WHAT YOU HAVE TO DO:
In the material below, count the lines with the word "saguaro" and state that number only.

AVAILABLE DATA:
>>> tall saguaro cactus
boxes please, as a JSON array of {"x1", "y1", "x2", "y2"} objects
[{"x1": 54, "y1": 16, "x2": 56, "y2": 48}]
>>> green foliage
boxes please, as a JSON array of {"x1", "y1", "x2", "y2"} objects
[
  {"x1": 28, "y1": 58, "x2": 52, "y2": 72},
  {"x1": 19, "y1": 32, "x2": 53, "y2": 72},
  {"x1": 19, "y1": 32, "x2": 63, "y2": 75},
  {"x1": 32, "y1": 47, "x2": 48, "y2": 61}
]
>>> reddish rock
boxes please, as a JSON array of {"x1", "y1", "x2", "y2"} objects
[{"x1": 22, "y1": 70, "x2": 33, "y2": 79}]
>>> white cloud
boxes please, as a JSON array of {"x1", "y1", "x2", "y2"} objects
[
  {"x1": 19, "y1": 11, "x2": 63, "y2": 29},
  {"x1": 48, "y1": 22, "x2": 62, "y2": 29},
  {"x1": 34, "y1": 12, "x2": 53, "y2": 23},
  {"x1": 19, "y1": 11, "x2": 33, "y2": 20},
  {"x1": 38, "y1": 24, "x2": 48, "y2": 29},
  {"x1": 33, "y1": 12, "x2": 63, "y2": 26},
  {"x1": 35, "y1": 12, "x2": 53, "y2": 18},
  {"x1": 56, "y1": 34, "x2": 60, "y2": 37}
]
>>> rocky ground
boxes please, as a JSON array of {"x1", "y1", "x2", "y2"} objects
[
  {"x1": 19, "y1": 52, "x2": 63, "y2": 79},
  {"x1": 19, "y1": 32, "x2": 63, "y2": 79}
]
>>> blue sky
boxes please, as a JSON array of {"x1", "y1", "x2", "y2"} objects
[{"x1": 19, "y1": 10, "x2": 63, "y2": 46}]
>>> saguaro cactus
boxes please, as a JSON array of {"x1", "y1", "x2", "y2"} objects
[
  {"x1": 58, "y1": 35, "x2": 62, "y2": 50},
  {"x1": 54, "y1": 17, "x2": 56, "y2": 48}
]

SOLUTION TO THE EXERCISE:
2